* PROVIDED PASSAGE:
There is a stubborn sore on my earlobe, which I am able to diagnosis, via Google Images, as skin cancer. The nine year old dermatologist states however that it's just a stubborn infection and he prescribes two strong ointments. By the time the medication is available for pick up from our insurance-provider-approved pharmacy, my ear is nearly healed. However, while I have access to a bonafide, albeit elementary school age, board certified dermatologist, I ask him about cosmetic dermatological procedures and how I could get the most bang for my buck. “You really should wait a few years before you consider having any work done,” is the right answer. Unfortunately I am advised instead that it is Juvederm, Botox and chemical peels, in that order and at the price of a decent used car.
I travel with my friend to Lucky Feet, a shoe store in Rancho Cucamonga managed by a podiatrist and catering to troubled tootsies. Jack Benny had a running gag about Cucamonga on his radio, and then later television, show. The squat beige stucco town likely wasn’t filled out until the sixties and we are tickled to discover one street named Rochester (after Benny’s sidekick) and another, Jack Benny Drive. I am probably one of the youngest people on the planet which this would be meaningful to.
My fiscally conservative mother spent hours cutting out and sorting coupons but she advised me never to scrimp on food or shoes. Alas, I thought the other admonition of hers I’d followed, to stay out of the sun, had paid off but the dermatologist was more than happy to suggest prescriptives. This isn’t my first visit to the old lady shoe store. We make a side trip there a few months ago after touring the nearby Maloof House and Museum. My feet are measured by hand and on a Jetsons type machine. The saleslady suggests a pair of shoes from Israel and assures that they are comfortable on a long walk but also suitable to wear to a restaurant. At a price that should get me across the Sinai.
The weather is so warm that I don't have the opportunity to check out the Israeli shoes but, as we are leaving on a trip which will involve a great deal of walking, I test them out a few times on my morning walk. I try them with thin socks. Thick socks. Orthotics. They are miserable. I call the store, and even though the purchase was over five months ago I am invited to bring the shoes back to be checked out. It turns out I’ve been given the wrong size and I try on about a dozen pairs of other shoes to select some that are comfortable and not too orthopedic looking.
The young podiatrist says that some of her friends find it gross that she handles feet all day. She is glad that we take an interest in her profession. We learn that arch supports and orthotics are basically the same thing and that my big toes are exceptionally short. When I was a kid, foot docs were called “chiropodists.” I’m not sure why “podiatrist” is more sexy. I note how tragic it is that most podiatric treatment is not covered by health insurance although foot trouble can be extremely debilitating. About two hours pass at the Lucky Shoe Store and my friend and I bone up on the wide world of feet and both nab a pair of walking shoes that aren’t too old ladyish.

* DATA RECORDS:

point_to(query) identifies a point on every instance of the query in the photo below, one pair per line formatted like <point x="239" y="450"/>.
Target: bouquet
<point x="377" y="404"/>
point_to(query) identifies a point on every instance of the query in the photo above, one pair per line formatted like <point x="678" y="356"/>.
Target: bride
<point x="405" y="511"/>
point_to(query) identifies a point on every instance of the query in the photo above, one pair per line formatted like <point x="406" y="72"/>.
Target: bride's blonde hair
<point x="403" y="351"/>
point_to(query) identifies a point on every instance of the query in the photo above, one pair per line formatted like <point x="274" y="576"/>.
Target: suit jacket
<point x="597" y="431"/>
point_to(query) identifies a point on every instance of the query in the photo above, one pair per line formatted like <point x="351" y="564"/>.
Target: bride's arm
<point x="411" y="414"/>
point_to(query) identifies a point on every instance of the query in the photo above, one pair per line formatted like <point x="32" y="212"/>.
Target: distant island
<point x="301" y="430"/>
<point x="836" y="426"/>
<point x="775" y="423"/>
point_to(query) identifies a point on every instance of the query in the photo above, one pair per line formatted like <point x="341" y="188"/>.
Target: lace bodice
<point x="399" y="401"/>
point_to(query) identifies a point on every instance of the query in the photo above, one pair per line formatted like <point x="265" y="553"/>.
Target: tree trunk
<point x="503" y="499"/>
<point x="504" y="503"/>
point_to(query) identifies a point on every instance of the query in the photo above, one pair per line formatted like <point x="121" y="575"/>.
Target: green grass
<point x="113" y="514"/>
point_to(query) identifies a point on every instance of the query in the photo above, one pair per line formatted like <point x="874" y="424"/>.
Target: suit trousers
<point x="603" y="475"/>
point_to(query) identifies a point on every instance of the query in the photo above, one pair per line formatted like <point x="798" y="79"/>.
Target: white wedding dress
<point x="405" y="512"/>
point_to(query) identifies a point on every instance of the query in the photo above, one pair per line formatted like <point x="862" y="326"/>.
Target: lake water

* REQUIRED ACTIONS:
(1) In the essay about shoe shopping and foot doctors, why were the Israeli shoes miserable to wear?
(2) Continue the essay about shoe shopping and foot doctors past its last paragraph, writing one more paragraph in the same voice.

* PER-TASK OUTPUTS:
(1) The store had given the narrator the wrong size.

(2)
Joe Workforce turns 23 in a few days. I try hard to remember myself at that age and remain patient when he says something inane. I can’t recall what I wanted when in my early twenties or what I expected my life would be like thirty years down the pike. I know I didn’t worry about skin cancer and sore feet or that visits with a dermatologist or podiatrist would be so fascinating. It is surreal this aging thing. Sometimes it feels like a joke or a dream I will awake from. How is it that I’m not in my twenties anymore? How is it that every day brings me closer to my last? I don’t remember the aha moment when it hit me that the odds against me increase with every breath I take. My ear lobe is completely healed. The new non-Israeli shoes are good for, if not an exodus from Egypt, at least twenty miles. Still, the list of possible bad outcomes expands the more I see what the world has the potential to dish out. I have become, like my mother, a worrywart, as aging brings my vulnerability more sharply into focus.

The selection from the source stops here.